**DETALHES DO EXERCÍCIO:**
Reproduza sem alterações a passagem do texto sobre o Inaf que vai de “Eu lembro da” até “em três anos.”.

Eu lembro da conversa que era “Não vamos chamar isso de analfabetismo funcional e sim de alfabetismo”. Mas ele nasceu com esse “N” de nacional. Era o Indicador Nacional de Alfabetismo Funcional. Com o tempo a gente se arrependeu… Se arrependeu, não, mas, enfim, a gente matou o “N” do nacional, porque hoje a gente aplica o Inaf em diferentes circunstâncias. Pode aplicar a um município, a um estado, a uma empresa. Enfim, então esse “nacional” deixou de fazer sentido e virou um apêndice do “in” de “índice”. A gente não chama mais de indicador nacional e sim de indicador de alfabetismo.
Ricardo Falzetta
Nesse percurso, muita coisa mudou. O Inaf era medido anualmente até 2005. Depois passou a ser apurado de dois em dois anos. Deverá continuar a série com a pesquisa sendo feita de três em três anos.
Paola Gentile
Até a pesquisa de 2011, eram quatro os níveis de alfabetismo: o analfabeto e o rudimentar, considerados analfabetos funcionais, e o básico e o pleno, nível em que estão aqueles que são considerados funcionalmente alfabetizados.

**DADOS FORNECIDOS:**
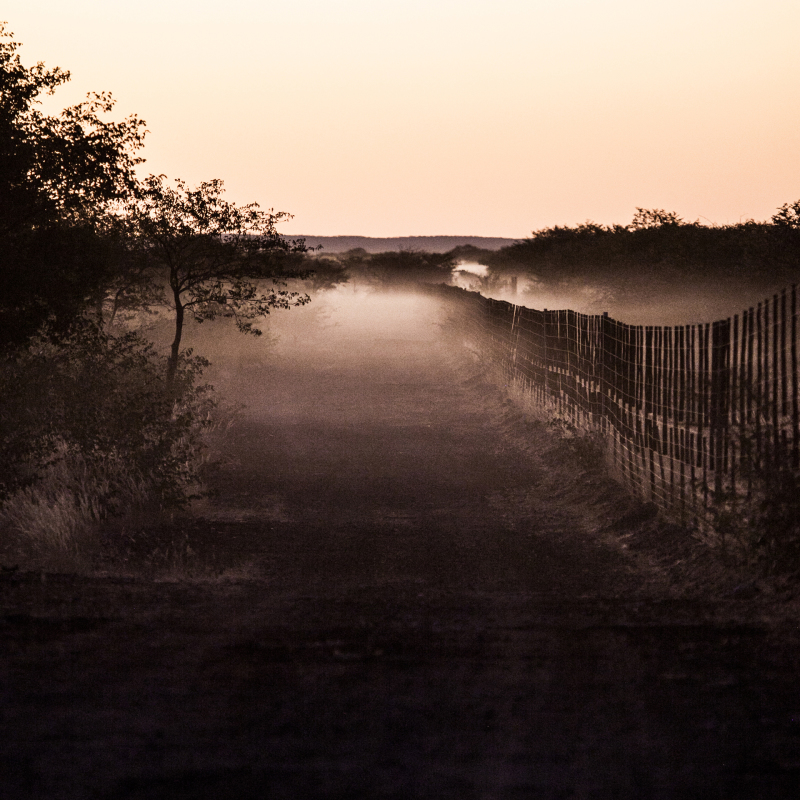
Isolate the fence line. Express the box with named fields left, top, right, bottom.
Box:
left=440, top=286, right=800, bottom=527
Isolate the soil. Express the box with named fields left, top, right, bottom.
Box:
left=0, top=295, right=800, bottom=800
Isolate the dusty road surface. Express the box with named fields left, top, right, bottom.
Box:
left=0, top=296, right=800, bottom=800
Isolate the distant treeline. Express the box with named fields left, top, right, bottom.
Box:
left=306, top=206, right=800, bottom=299
left=291, top=235, right=518, bottom=254
left=483, top=201, right=800, bottom=298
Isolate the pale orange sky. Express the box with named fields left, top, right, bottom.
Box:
left=6, top=0, right=800, bottom=237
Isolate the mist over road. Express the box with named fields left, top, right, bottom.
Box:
left=0, top=290, right=800, bottom=800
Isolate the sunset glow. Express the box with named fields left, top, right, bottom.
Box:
left=6, top=0, right=800, bottom=237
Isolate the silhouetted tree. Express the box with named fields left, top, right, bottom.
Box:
left=123, top=175, right=310, bottom=383
left=0, top=23, right=145, bottom=343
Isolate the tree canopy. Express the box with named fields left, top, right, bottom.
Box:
left=122, top=175, right=309, bottom=380
left=0, top=23, right=146, bottom=342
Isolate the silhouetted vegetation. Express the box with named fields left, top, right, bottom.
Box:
left=482, top=203, right=800, bottom=308
left=0, top=24, right=308, bottom=557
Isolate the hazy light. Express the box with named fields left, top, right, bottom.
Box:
left=2, top=0, right=800, bottom=238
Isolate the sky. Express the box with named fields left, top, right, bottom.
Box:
left=6, top=0, right=800, bottom=238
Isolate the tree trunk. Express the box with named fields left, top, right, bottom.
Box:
left=167, top=292, right=183, bottom=388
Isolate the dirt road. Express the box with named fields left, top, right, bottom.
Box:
left=0, top=296, right=800, bottom=800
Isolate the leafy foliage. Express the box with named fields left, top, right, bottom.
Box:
left=0, top=324, right=215, bottom=509
left=483, top=206, right=800, bottom=300
left=0, top=24, right=145, bottom=343
left=123, top=175, right=310, bottom=381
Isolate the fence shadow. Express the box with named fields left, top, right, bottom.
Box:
left=432, top=286, right=800, bottom=543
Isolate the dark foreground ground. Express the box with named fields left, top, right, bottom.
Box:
left=0, top=290, right=800, bottom=800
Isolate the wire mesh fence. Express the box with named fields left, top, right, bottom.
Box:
left=440, top=286, right=800, bottom=528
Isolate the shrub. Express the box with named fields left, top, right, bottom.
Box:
left=0, top=323, right=215, bottom=549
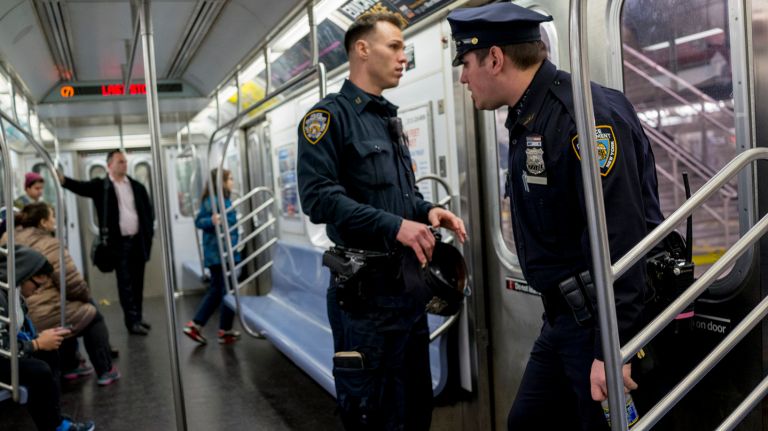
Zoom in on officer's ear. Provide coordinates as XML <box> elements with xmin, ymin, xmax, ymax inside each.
<box><xmin>354</xmin><ymin>38</ymin><xmax>371</xmax><ymax>60</ymax></box>
<box><xmin>488</xmin><ymin>46</ymin><xmax>506</xmax><ymax>73</ymax></box>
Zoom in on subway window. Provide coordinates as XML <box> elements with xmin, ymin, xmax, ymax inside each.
<box><xmin>621</xmin><ymin>0</ymin><xmax>739</xmax><ymax>274</ymax></box>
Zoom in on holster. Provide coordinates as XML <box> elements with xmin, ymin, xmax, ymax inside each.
<box><xmin>558</xmin><ymin>271</ymin><xmax>595</xmax><ymax>326</ymax></box>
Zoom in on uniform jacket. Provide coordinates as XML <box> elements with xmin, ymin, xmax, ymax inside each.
<box><xmin>297</xmin><ymin>80</ymin><xmax>433</xmax><ymax>251</ymax></box>
<box><xmin>505</xmin><ymin>61</ymin><xmax>663</xmax><ymax>357</ymax></box>
<box><xmin>195</xmin><ymin>197</ymin><xmax>240</xmax><ymax>266</ymax></box>
<box><xmin>62</xmin><ymin>177</ymin><xmax>155</xmax><ymax>261</ymax></box>
<box><xmin>0</xmin><ymin>227</ymin><xmax>96</xmax><ymax>334</ymax></box>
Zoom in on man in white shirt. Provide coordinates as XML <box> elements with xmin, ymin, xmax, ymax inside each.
<box><xmin>59</xmin><ymin>150</ymin><xmax>154</xmax><ymax>335</ymax></box>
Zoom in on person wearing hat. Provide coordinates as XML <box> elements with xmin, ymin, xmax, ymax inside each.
<box><xmin>297</xmin><ymin>13</ymin><xmax>466</xmax><ymax>430</ymax></box>
<box><xmin>0</xmin><ymin>245</ymin><xmax>95</xmax><ymax>431</ymax></box>
<box><xmin>13</xmin><ymin>172</ymin><xmax>45</xmax><ymax>209</ymax></box>
<box><xmin>448</xmin><ymin>3</ymin><xmax>663</xmax><ymax>430</ymax></box>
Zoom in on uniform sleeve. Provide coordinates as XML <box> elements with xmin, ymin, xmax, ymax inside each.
<box><xmin>297</xmin><ymin>106</ymin><xmax>402</xmax><ymax>242</ymax></box>
<box><xmin>571</xmin><ymin>124</ymin><xmax>647</xmax><ymax>360</ymax></box>
<box><xmin>413</xmin><ymin>187</ymin><xmax>435</xmax><ymax>224</ymax></box>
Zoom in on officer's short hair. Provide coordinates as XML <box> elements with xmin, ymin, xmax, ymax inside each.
<box><xmin>470</xmin><ymin>40</ymin><xmax>547</xmax><ymax>70</ymax></box>
<box><xmin>344</xmin><ymin>12</ymin><xmax>404</xmax><ymax>56</ymax></box>
<box><xmin>107</xmin><ymin>148</ymin><xmax>123</xmax><ymax>164</ymax></box>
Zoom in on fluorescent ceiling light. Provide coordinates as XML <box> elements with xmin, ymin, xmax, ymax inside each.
<box><xmin>272</xmin><ymin>0</ymin><xmax>347</xmax><ymax>52</ymax></box>
<box><xmin>643</xmin><ymin>28</ymin><xmax>723</xmax><ymax>51</ymax></box>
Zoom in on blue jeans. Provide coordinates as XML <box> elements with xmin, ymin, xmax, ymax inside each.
<box><xmin>192</xmin><ymin>265</ymin><xmax>235</xmax><ymax>331</ymax></box>
<box><xmin>507</xmin><ymin>314</ymin><xmax>609</xmax><ymax>431</ymax></box>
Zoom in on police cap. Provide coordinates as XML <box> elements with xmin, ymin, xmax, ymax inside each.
<box><xmin>448</xmin><ymin>3</ymin><xmax>552</xmax><ymax>66</ymax></box>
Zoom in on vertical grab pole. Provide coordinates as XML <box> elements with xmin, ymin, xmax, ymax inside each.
<box><xmin>570</xmin><ymin>0</ymin><xmax>627</xmax><ymax>431</ymax></box>
<box><xmin>139</xmin><ymin>0</ymin><xmax>187</xmax><ymax>430</ymax></box>
<box><xmin>0</xmin><ymin>117</ymin><xmax>17</xmax><ymax>402</ymax></box>
<box><xmin>307</xmin><ymin>0</ymin><xmax>320</xmax><ymax>66</ymax></box>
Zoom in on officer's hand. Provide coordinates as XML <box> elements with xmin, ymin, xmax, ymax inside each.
<box><xmin>396</xmin><ymin>220</ymin><xmax>435</xmax><ymax>266</ymax></box>
<box><xmin>427</xmin><ymin>207</ymin><xmax>467</xmax><ymax>244</ymax></box>
<box><xmin>589</xmin><ymin>359</ymin><xmax>637</xmax><ymax>401</ymax></box>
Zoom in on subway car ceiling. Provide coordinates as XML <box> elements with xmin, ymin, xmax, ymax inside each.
<box><xmin>0</xmin><ymin>0</ymin><xmax>306</xmax><ymax>142</ymax></box>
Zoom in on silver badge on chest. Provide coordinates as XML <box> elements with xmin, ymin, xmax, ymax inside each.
<box><xmin>525</xmin><ymin>135</ymin><xmax>546</xmax><ymax>175</ymax></box>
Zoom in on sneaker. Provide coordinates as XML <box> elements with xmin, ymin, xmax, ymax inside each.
<box><xmin>61</xmin><ymin>360</ymin><xmax>93</xmax><ymax>380</ymax></box>
<box><xmin>56</xmin><ymin>419</ymin><xmax>96</xmax><ymax>431</ymax></box>
<box><xmin>96</xmin><ymin>365</ymin><xmax>121</xmax><ymax>386</ymax></box>
<box><xmin>219</xmin><ymin>329</ymin><xmax>240</xmax><ymax>344</ymax></box>
<box><xmin>184</xmin><ymin>320</ymin><xmax>208</xmax><ymax>344</ymax></box>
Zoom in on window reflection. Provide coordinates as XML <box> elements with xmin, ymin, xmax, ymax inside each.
<box><xmin>621</xmin><ymin>0</ymin><xmax>739</xmax><ymax>274</ymax></box>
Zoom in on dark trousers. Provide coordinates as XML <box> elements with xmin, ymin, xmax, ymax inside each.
<box><xmin>507</xmin><ymin>315</ymin><xmax>609</xmax><ymax>431</ymax></box>
<box><xmin>115</xmin><ymin>235</ymin><xmax>145</xmax><ymax>329</ymax></box>
<box><xmin>0</xmin><ymin>350</ymin><xmax>61</xmax><ymax>431</ymax></box>
<box><xmin>192</xmin><ymin>265</ymin><xmax>235</xmax><ymax>331</ymax></box>
<box><xmin>59</xmin><ymin>312</ymin><xmax>112</xmax><ymax>376</ymax></box>
<box><xmin>327</xmin><ymin>279</ymin><xmax>432</xmax><ymax>430</ymax></box>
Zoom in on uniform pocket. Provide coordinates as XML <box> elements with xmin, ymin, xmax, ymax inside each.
<box><xmin>350</xmin><ymin>138</ymin><xmax>397</xmax><ymax>186</ymax></box>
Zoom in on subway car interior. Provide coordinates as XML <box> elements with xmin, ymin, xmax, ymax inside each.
<box><xmin>0</xmin><ymin>0</ymin><xmax>768</xmax><ymax>430</ymax></box>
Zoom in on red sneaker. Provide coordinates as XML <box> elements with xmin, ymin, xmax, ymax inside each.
<box><xmin>184</xmin><ymin>320</ymin><xmax>208</xmax><ymax>344</ymax></box>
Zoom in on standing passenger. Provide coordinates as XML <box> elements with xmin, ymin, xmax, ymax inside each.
<box><xmin>184</xmin><ymin>169</ymin><xmax>240</xmax><ymax>344</ymax></box>
<box><xmin>298</xmin><ymin>13</ymin><xmax>466</xmax><ymax>430</ymax></box>
<box><xmin>448</xmin><ymin>3</ymin><xmax>662</xmax><ymax>430</ymax></box>
<box><xmin>59</xmin><ymin>150</ymin><xmax>155</xmax><ymax>335</ymax></box>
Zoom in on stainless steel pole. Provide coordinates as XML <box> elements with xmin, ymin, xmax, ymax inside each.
<box><xmin>0</xmin><ymin>117</ymin><xmax>17</xmax><ymax>402</ymax></box>
<box><xmin>139</xmin><ymin>0</ymin><xmax>187</xmax><ymax>430</ymax></box>
<box><xmin>570</xmin><ymin>0</ymin><xmax>627</xmax><ymax>431</ymax></box>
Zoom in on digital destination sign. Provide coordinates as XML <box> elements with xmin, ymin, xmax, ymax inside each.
<box><xmin>59</xmin><ymin>82</ymin><xmax>184</xmax><ymax>100</ymax></box>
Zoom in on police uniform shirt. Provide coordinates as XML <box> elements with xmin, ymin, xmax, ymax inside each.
<box><xmin>297</xmin><ymin>80</ymin><xmax>433</xmax><ymax>251</ymax></box>
<box><xmin>505</xmin><ymin>60</ymin><xmax>662</xmax><ymax>357</ymax></box>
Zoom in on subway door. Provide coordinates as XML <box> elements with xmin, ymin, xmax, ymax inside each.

**RESPOSTA ESCRITA:**
Eu lembro da conversa que era “Não vamos chamar isso de analfabetismo funcional e sim de alfabetismo”. Mas ele nasceu com esse “N” de nacional. Era o Indicador Nacional de Alfabetismo Funcional. Com o tempo a gente se arrependeu… Se arrependeu, não, mas, enfim, a gente matou o “N” do nacional, porque hoje a gente aplica o Inaf em diferentes circunstâncias. Pode aplicar a um município, a um estado, a uma empresa. Enfim, então esse “nacional” deixou de fazer sentido e virou um apêndice do “in” de “índice”. A gente não chama mais de indicador nacional e sim de indicador de alfabetismo.
Ricardo Falzetta
Nesse percurso, muita coisa mudou. O Inaf era medido anualmente até 2005. Depois passou a ser apurado de dois em dois anos. Deverá continuar a série com a pesquisa sendo feita de três em três anos.